| Selected excerpt |

[start]

That the Toronto Maple Leafs are on the verge of firing their GM is completely understandable and predictable. The John Ferguson era in Toronto has been nothing short of an unmitigated disaster, chock-full of terrible player personnel decisions that will take his eventual successor years to remedy.

Of course the Leafs are going to fire Ferguson. That makes sense. What doesn't is the bevy of names that have surfaced as potential replacements.

If recent reports are to be believed and the Leafs are intent on handing the keys to the kingdom to the likes of Glenn Healy, Mark Messier, Joe Nieuwendyk, Colin Campbell, Doug Gilmour or Steve Yzerman, then they're basically on the verge of making a blunder every bit as monumental as the one they made when they hired Ferguson to run their hockey operations in the summer of 2003.

So let's get this straight, shall we? The organization that just last summer tried to hire a babysitter for its GM because he lacked the requisite savvy and experience after four years of doing the job, is thinking of installing somebody who has no experience at the job at all?

This, dear readers, would be complete lunacy and that's saying something for the Leafs, an organization with a long and proud history of stupidity and incompetence.

The only one of these people who has any kind of experience is Campbell, but he was a coach and for the past decade has spent his time running the league's hockey operations department. That hardly makes him qualified to turn the fortunes of a team around. Healy, a good friend of Leafs board chairman Larry Tanenbaum, is a top-notch broadcaster who has zero experience in management. Gilmour hated scouting so much the Leafs changed his job description and Nieuwendyk has less than a year's experience working for the Florida Panthers, one of the worst-run organizations in the NHL.

What the Leafs need now more than ever is a competent hockey man who can come in and clean this situation up, a person with a solid hockey background who will be given unfettered authority to execute a rebuilding program that has vision and foresight as its building blocks.

What they don't need are former players who have never sat in an arena in Moose Jaw or negotiated a contract, but think they can do the job because they had what it took to be a star on the ice.

That's not to say Nieuwendyk or Healy or Messier or Yzerman or Gilmour might not become a stellar GM in the league someday. After all, Bob Clarke stepped off the ice and into the GM's office in Philadelphia. But he'll be the first to say he didn't have a clue what it took to be a GM and only survived because he was mentored for three years by former Flyers GM Keith Allen. Who's going to do that in Toronto? If Healy is the president and Messier the GM, how is one of those guys going to teach the other?

Let teams like the New York Islanders do this kind of thing. The stakes in Toronto are simply too high for them to hand the reins to these guys. Now that Brett Hull has been named co-GM in Dallas, others will consider doing the same kind of thing, but Hull is no more the GM in Dallas at the moment than the equipment guys. Les Jackson, the other co-GM, is the one doing the real work when it comes to making hockey decisions.

What the Leafs should do is fire Ferguson immediately to keep him from doing more damage in a desperate bid to save his job. Other management types around the NHL report Ferguson is putting feelers out for a number of his players, including the likes of Nik Antropov, Jason Blake, Bryan McCabe, Darcy Tucker, Pavel Kubina, Andrew Raycroft and Hal Gill.

Trading any one of those players would likely be a case of addition by subtraction, but GMs also know it will be only a matter of time before Ferguson gets more desperate and succumbs to the temptation to deal players other GMs really want, namely the likes of Tomas Kaberle, Alexander Steen, Matt Stajan or prospect Nikolai Kulemin.

[end]

| Required actions |
A. In the column on the Maple Leafs' general manager search, restate the paragraph that begins "The only one of these people" as a short bulleted list that keeps its main facts.
B. Reproduce the passage of the Maple Leafs column from "Let teams like" to "making hockey decisions.".
The records were taken from a different source than the column.

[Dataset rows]
[start]

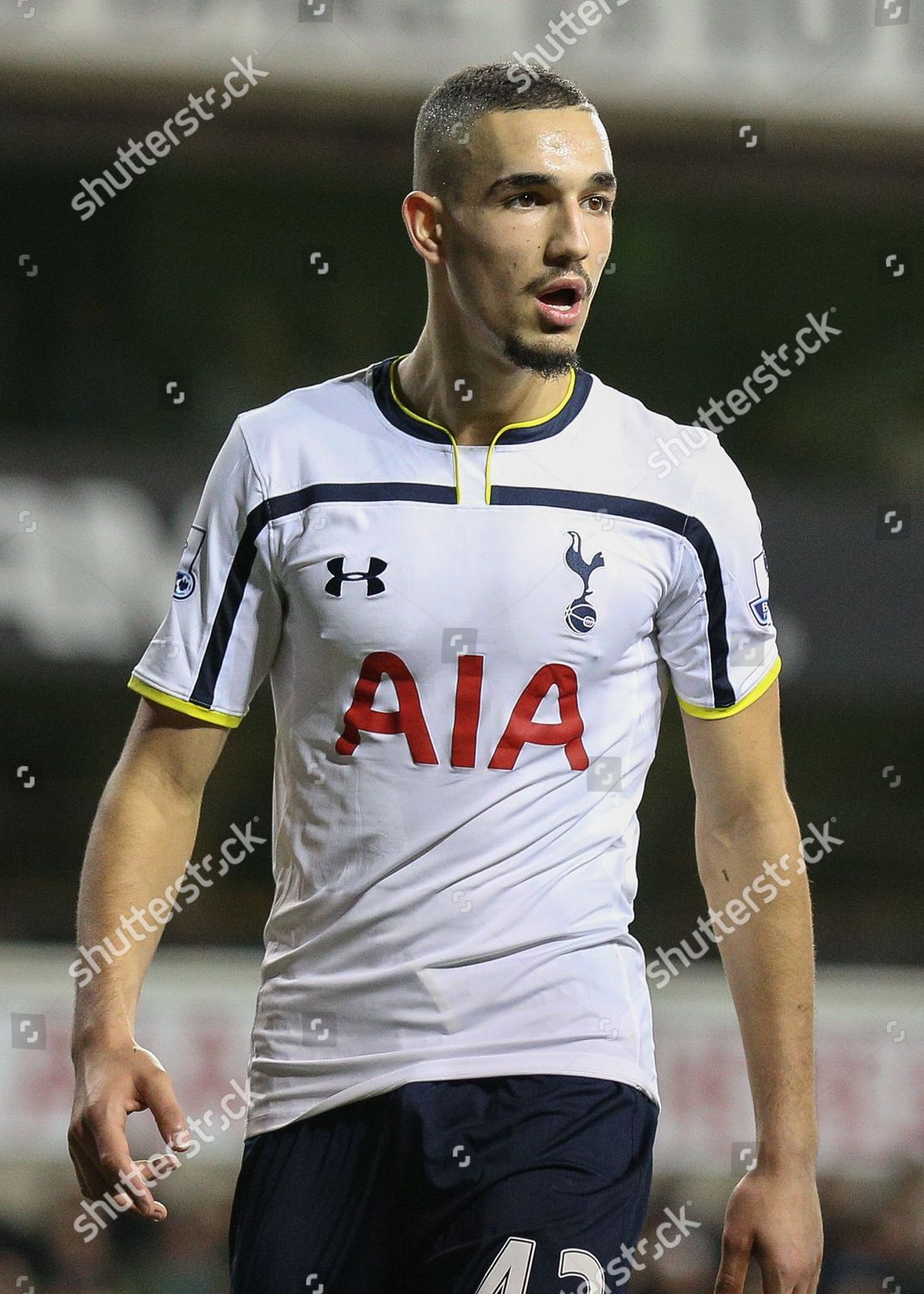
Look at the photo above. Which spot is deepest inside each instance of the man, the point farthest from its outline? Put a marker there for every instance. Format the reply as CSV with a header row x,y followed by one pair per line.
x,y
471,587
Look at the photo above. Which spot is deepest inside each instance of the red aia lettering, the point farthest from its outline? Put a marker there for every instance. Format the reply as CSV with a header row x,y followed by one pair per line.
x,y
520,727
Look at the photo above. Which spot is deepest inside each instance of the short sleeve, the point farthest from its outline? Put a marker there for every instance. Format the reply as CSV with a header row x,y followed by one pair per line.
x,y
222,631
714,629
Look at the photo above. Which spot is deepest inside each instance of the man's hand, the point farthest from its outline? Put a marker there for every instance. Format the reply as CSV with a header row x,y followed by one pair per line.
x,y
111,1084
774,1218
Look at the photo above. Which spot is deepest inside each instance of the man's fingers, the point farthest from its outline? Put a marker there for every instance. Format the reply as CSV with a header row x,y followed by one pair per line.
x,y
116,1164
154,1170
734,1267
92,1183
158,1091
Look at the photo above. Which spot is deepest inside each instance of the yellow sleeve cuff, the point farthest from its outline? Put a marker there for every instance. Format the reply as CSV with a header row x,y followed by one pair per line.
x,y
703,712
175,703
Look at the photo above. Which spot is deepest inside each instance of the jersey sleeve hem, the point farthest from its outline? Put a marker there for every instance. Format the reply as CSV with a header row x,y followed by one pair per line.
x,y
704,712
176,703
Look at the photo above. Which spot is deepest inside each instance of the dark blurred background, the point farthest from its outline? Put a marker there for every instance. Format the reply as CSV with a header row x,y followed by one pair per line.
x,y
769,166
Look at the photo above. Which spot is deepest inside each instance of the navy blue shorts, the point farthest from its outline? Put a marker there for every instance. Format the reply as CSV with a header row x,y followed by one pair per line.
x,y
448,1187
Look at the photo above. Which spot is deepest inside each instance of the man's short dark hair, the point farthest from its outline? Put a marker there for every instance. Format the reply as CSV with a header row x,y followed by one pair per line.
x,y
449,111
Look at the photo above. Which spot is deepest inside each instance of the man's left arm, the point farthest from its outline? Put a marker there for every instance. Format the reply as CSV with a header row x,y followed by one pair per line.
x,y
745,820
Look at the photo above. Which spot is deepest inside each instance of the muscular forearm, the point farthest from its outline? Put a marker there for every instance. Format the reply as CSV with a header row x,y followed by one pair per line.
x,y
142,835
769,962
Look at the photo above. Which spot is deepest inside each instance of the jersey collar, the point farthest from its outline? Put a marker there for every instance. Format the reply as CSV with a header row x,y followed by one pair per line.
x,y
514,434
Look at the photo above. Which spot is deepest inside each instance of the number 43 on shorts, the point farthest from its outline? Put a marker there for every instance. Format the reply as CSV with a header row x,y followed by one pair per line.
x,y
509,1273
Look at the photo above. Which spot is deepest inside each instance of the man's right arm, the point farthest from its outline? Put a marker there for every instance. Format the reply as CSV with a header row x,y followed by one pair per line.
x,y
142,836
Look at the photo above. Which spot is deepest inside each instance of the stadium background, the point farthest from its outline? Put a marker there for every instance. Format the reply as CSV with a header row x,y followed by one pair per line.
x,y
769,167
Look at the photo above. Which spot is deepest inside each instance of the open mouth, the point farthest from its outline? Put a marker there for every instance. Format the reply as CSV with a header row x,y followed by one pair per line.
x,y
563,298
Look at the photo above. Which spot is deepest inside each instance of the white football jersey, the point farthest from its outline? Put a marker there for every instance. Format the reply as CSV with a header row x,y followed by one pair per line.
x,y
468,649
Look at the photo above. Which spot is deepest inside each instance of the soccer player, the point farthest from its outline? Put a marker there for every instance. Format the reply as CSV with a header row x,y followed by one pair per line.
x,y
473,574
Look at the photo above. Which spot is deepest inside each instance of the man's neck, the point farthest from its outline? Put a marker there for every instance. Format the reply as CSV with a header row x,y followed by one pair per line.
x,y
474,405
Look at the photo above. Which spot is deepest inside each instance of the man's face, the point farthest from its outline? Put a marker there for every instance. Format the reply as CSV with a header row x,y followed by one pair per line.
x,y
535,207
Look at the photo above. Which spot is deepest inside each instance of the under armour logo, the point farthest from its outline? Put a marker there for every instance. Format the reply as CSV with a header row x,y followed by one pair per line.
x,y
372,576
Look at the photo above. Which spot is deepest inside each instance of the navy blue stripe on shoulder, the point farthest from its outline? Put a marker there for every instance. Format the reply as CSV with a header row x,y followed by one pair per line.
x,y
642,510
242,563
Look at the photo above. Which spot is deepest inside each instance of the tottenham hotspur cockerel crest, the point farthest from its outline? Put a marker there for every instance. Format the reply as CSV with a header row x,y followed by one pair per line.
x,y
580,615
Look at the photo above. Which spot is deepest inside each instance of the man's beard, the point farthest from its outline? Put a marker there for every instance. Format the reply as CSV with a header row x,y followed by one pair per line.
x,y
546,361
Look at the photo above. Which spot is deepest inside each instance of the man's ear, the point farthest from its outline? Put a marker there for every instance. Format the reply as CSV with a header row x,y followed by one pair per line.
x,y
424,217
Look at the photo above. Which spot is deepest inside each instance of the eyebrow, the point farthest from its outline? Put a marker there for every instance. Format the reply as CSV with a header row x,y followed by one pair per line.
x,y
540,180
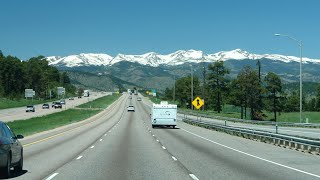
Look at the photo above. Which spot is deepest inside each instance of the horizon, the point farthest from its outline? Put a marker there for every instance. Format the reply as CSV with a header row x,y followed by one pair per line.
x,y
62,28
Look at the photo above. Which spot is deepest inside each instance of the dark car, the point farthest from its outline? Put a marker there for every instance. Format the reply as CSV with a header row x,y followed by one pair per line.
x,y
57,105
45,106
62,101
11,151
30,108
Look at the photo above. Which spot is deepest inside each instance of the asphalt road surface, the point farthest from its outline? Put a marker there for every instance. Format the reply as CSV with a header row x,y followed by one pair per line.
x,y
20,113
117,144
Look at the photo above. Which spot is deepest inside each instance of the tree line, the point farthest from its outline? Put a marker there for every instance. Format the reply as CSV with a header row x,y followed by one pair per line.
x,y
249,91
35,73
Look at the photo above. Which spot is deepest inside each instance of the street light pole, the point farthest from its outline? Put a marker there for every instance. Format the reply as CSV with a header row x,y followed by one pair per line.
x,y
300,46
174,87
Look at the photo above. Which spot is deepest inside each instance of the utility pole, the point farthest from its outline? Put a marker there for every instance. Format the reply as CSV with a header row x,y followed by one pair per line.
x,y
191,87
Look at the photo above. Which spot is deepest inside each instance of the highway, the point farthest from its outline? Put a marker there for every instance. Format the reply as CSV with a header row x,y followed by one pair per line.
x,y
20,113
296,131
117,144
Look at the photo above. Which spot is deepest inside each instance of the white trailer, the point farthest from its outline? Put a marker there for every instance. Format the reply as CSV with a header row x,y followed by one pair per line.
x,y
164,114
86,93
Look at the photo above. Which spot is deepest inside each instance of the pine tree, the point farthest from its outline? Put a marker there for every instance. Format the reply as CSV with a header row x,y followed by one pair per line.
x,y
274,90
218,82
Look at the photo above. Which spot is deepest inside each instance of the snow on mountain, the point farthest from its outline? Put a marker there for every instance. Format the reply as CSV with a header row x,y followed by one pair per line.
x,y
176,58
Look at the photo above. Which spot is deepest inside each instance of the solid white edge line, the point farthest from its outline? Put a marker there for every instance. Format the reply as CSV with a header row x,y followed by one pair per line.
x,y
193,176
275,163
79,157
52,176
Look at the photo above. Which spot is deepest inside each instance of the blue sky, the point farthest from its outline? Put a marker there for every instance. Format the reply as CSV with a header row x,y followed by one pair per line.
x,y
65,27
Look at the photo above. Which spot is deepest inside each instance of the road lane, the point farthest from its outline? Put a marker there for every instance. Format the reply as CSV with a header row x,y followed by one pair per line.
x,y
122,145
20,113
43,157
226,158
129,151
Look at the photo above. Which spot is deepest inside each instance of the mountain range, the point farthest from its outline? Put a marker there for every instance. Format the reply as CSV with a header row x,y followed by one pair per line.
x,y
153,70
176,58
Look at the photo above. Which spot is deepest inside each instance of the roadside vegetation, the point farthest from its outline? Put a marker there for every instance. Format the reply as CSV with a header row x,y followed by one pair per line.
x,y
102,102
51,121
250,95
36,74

[end]

| In response |
A.
- Campbell is the only candidate with any kind of experience, but it was as a coach and, for the past decade, running the league's hockey operations department. That hardly qualifies him to turn a team around.
- Healy is a top-notch broadcaster and a good friend of Leafs board chairman Larry Tanenbaum, with zero management experience.
- Gilmour hated scouting so much that the Leafs changed his job description.
- Nieuwendyk has less than a year's experience working for the Florida Panthers, one of the NHL's worst-run organizations.

B.
Let teams like the New York Islanders do this kind of thing. The stakes in Toronto are simply too high for them to hand the reins to these guys. Now that Brett Hull has been named co-GM in Dallas, others will consider doing the same kind of thing, but Hull is no more the GM in Dallas at the moment than the equipment guys. Les Jackson, the other co-GM, is the one doing the real work when it comes to making hockey decisions.